Data to examine:
-.-.-
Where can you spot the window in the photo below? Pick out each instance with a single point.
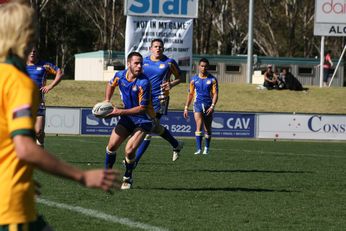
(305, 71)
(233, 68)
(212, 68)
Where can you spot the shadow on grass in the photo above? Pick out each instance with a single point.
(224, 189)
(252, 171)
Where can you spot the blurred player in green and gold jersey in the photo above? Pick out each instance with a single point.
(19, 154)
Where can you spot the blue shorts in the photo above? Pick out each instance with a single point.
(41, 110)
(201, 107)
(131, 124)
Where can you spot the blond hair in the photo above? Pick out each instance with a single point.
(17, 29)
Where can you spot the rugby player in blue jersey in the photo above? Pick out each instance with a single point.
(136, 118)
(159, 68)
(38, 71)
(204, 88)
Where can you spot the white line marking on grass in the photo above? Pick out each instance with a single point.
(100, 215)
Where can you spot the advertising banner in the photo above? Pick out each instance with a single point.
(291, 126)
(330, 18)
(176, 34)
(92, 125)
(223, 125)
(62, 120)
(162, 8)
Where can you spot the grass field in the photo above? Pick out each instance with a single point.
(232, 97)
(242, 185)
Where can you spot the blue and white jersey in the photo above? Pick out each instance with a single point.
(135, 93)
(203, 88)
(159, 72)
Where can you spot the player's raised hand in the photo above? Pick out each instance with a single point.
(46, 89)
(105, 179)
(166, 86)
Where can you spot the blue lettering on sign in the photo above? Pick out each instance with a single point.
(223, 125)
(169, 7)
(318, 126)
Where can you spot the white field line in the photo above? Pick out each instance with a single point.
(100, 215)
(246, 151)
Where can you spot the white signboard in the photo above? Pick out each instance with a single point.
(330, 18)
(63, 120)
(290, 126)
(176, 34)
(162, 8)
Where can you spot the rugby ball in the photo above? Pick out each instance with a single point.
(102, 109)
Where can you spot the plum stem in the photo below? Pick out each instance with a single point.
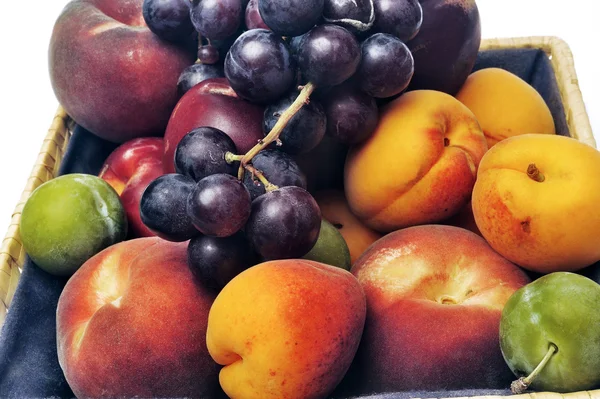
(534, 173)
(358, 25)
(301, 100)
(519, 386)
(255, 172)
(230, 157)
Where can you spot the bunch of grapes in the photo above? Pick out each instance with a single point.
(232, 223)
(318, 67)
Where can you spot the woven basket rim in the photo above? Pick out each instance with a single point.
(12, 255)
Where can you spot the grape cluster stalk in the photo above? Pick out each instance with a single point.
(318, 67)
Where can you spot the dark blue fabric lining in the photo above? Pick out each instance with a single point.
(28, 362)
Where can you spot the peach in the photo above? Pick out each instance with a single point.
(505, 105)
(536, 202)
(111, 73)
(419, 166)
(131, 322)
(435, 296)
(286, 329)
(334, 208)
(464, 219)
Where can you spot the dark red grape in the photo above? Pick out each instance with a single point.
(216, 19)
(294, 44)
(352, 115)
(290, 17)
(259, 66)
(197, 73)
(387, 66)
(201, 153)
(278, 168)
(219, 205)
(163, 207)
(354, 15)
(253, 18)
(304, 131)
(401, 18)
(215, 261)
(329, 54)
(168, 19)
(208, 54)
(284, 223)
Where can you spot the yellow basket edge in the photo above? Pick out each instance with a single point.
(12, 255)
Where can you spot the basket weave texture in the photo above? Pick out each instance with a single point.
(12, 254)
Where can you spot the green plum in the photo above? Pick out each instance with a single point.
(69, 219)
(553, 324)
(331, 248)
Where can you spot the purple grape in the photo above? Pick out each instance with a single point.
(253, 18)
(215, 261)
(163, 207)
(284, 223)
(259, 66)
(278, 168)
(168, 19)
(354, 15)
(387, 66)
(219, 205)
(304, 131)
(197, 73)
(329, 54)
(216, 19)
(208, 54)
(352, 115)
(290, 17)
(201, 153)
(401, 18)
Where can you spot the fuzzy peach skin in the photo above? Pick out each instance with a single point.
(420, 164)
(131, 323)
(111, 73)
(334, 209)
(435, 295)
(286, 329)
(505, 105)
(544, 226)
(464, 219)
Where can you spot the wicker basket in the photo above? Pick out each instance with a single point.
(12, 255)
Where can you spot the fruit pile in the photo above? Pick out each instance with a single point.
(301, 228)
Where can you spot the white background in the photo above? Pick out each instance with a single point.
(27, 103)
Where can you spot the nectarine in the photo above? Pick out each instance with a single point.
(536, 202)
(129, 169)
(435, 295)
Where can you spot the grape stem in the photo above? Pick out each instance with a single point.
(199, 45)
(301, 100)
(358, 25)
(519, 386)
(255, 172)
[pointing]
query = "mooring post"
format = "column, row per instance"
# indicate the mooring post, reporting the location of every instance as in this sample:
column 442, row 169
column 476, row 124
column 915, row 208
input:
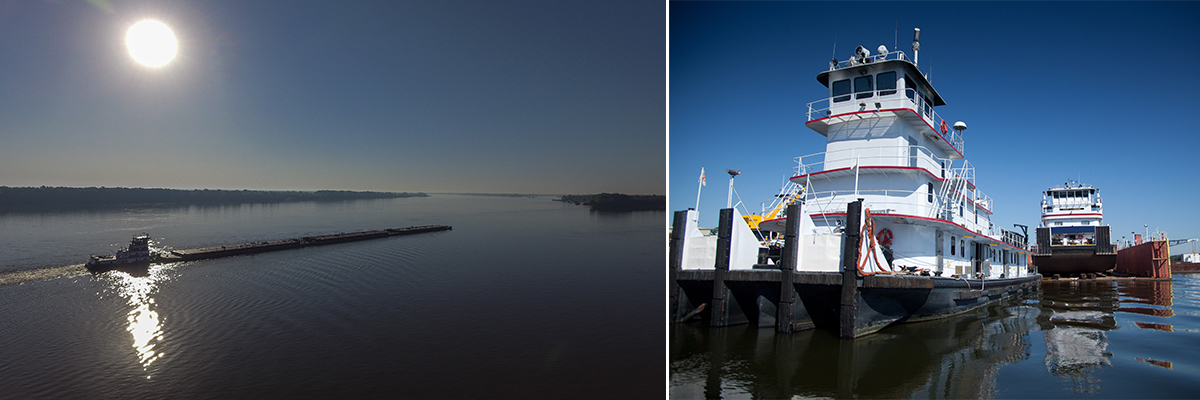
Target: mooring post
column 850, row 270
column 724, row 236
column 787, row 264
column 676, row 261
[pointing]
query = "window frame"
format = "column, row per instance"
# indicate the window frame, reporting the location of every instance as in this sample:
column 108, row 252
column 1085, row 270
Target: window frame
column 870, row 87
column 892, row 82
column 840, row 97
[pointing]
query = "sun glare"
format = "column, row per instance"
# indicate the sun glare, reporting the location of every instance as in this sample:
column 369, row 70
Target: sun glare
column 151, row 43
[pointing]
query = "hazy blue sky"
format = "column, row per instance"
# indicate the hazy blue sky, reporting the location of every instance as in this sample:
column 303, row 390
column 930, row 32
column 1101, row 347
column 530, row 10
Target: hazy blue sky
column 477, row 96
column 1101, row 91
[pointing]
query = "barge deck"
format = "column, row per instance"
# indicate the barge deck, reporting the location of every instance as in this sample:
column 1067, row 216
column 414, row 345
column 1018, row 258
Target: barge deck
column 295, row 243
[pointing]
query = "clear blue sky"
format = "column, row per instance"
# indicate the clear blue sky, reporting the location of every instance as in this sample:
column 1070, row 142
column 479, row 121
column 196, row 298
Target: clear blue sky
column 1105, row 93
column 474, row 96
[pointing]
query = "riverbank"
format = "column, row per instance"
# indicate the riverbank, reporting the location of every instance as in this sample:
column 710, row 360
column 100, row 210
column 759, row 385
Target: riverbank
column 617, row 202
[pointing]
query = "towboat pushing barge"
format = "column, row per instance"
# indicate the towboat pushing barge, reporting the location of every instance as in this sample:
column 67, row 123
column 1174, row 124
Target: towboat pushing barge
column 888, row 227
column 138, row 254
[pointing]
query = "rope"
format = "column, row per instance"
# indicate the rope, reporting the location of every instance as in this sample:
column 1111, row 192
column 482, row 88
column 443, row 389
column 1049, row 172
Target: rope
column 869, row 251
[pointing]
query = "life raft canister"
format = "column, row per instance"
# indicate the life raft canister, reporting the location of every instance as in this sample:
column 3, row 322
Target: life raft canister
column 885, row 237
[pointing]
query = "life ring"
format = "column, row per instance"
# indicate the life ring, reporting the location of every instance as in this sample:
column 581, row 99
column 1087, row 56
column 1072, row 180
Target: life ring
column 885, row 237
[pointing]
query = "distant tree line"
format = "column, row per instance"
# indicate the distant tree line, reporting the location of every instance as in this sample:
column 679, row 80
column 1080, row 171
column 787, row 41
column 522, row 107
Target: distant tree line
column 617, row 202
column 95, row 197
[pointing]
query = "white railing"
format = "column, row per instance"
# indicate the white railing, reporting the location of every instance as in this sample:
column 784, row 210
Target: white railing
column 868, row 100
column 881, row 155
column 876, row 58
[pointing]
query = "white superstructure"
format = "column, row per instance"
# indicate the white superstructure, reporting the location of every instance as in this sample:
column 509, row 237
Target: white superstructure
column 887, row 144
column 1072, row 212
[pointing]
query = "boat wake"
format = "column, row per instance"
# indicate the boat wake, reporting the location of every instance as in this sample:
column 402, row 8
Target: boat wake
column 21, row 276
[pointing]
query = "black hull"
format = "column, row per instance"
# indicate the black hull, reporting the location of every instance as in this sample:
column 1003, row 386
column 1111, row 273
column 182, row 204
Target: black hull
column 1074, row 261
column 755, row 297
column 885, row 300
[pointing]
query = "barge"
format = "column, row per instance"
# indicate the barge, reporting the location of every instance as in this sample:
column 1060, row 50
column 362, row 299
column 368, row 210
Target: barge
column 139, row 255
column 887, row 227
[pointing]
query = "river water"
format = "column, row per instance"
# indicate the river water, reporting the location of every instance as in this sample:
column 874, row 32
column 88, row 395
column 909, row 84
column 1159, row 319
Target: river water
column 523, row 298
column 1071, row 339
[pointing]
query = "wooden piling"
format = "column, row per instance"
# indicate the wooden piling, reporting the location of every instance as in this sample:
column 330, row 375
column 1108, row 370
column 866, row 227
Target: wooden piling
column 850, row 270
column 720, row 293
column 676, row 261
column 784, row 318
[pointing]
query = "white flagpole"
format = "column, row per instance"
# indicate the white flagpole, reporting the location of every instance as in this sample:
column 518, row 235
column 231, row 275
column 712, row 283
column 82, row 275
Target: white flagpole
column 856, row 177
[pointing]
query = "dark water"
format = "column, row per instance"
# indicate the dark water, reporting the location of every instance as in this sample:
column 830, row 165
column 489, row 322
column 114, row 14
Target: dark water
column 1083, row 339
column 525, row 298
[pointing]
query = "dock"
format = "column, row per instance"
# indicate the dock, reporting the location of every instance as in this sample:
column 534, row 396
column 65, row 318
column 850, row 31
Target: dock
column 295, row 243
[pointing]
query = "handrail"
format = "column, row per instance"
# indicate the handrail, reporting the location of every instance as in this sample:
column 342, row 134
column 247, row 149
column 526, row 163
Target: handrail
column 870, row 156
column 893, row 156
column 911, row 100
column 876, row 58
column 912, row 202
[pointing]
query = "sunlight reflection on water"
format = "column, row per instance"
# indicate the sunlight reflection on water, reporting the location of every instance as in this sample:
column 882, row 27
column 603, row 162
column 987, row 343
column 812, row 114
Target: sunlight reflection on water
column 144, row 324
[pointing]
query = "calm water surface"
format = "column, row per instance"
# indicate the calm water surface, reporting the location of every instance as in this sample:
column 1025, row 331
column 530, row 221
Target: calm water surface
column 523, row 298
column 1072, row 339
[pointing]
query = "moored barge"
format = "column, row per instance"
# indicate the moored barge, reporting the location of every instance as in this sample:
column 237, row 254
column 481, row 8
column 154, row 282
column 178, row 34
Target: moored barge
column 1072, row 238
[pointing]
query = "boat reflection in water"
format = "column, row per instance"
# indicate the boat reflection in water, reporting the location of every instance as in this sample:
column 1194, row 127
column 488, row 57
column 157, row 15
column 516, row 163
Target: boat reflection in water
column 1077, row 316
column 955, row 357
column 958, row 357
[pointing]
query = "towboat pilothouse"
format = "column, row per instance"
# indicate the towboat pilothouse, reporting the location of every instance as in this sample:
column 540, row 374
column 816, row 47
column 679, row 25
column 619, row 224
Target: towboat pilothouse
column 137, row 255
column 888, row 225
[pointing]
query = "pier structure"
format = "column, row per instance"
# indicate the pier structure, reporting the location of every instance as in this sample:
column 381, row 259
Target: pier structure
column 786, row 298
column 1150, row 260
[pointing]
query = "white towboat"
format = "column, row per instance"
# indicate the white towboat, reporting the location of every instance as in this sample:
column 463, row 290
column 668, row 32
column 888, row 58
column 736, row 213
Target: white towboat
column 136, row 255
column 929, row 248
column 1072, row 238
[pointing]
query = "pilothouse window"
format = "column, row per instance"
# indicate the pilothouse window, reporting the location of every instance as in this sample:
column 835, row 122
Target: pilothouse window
-.-.-
What you are asked to do:
Begin with the line that has "Target: life raft canister" in the listing above and end after the line that has "column 1080, row 171"; output those lines exactly.

Solved exercise:
Target: life raft canister
column 885, row 237
[pointing]
query = "life ring"
format = "column, row per instance"
# indicate the life ring, reporting the location of every instance as in this sample:
column 581, row 99
column 1087, row 56
column 1072, row 180
Target: life ring
column 885, row 237
[pointing]
query = "distant tree line"
format = "column, row per instance"
# indicate the distant tree line, reporting the location of every instance as in this sample:
column 679, row 80
column 1080, row 171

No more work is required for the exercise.